Stated problem A:
Transcribe the passage from the parenting post, starting at "But most days—like" and ending at "to no avail.".
Stated problem B:
Answer these from the parenting post:
(i) On what day was the post written?
(ii) Who, along with the writer, tries to let the kids hash things out alone?
(iii) In church, what was Alice doing with Ian while they held the offering basket?

Supplied text:
::::::
Parenting Doubts

butterfly

 

*  * It may help your chronological understanding to know this was written last Monday. *  *

Although they are few and far between, there have been times over the past seven years when I felt like I rocked this motherhood-thing. We arrive for an appointment five minutes early. The kids walk through a store and don’t beg for everything in sight. They play quietly together, sharing and role playing with one another. They ask for chores to do. They sit together and learn from one another. It’s total bliss.

reading

hamper

But most days—like yesterday and today, I feel like a failure as the kids resemble barbarians more than well-behaved children, hitting and scratching each other, calling one another names, pestering the other just to get “the rise,” (Daniel and I try to let them hash things out alone, at least until the blood-curdling screams come… or the actual presence of blood itself arrives.) while I go on preaching ’til the cows come home about “respecting and loving one another,” but to no avail.

Along with the sibling quarrels, there also seems to be a new attitude in the house, leaving me wondering its origin. Incessant testing of limits, back talking and foot stomping make an appearance on a regular basis… so not like my children. Where did my kids go? I’d like them back, please.

The tears I wiped from my eyes in church (last) Sunday as my little “angels” held the offering basket side-by-side…. Alice herding and directing Ian into the appropriate place as any mother hen would, causing the entire congregation to chuckle at their cute antics… were not tears of “Oh my children are so sweet. Look at my daughter helping her brother.” No, they were tears of frustration that I had choked back during the hymns after telling Alice for the 100th!!! time to put the book away during the singing, only to be met with her new, but now regular, battle-cry and pouty countenance.
::::::
Provided information:
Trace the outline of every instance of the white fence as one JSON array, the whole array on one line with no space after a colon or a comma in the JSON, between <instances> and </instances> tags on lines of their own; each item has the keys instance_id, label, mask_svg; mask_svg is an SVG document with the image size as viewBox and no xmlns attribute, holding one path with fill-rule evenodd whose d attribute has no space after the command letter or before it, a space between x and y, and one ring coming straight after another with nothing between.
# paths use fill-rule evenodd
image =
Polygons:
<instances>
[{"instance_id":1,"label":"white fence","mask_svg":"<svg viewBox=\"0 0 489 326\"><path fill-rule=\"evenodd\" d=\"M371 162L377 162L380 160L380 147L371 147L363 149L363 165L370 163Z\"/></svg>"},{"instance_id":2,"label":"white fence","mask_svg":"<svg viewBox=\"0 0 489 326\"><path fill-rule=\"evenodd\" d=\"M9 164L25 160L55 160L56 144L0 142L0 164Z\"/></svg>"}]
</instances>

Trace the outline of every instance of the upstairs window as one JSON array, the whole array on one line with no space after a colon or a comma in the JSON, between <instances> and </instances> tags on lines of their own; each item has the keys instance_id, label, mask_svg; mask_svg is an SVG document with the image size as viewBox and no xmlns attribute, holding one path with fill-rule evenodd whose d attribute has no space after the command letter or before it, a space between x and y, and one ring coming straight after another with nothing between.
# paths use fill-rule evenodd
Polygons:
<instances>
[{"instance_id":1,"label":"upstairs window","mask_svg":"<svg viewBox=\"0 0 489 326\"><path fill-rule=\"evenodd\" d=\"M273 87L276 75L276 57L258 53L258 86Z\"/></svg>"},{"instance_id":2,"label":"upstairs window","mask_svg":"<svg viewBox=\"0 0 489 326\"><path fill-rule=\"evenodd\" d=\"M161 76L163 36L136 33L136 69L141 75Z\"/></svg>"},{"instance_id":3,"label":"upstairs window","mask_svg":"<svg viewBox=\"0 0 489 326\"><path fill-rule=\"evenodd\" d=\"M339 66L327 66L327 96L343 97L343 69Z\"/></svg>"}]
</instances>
::::::
Expected output A:
But most days—like yesterday and today, I feel like a failure as the kids resemble barbarians more than well-behaved children, hitting and scratching each other, calling one another names, pestering the other just to get “the rise,” (Daniel and I try to let them hash things out alone, at least until the blood-curdling screams come… or the actual presence of blood itself arrives.) while I go on preaching ’til the cows come home about “respecting and loving one another,” but to no avail.

Expected output B:
(i) Last Monday.
(ii) Daniel.
(iii) Herding and directing him into the appropriate place.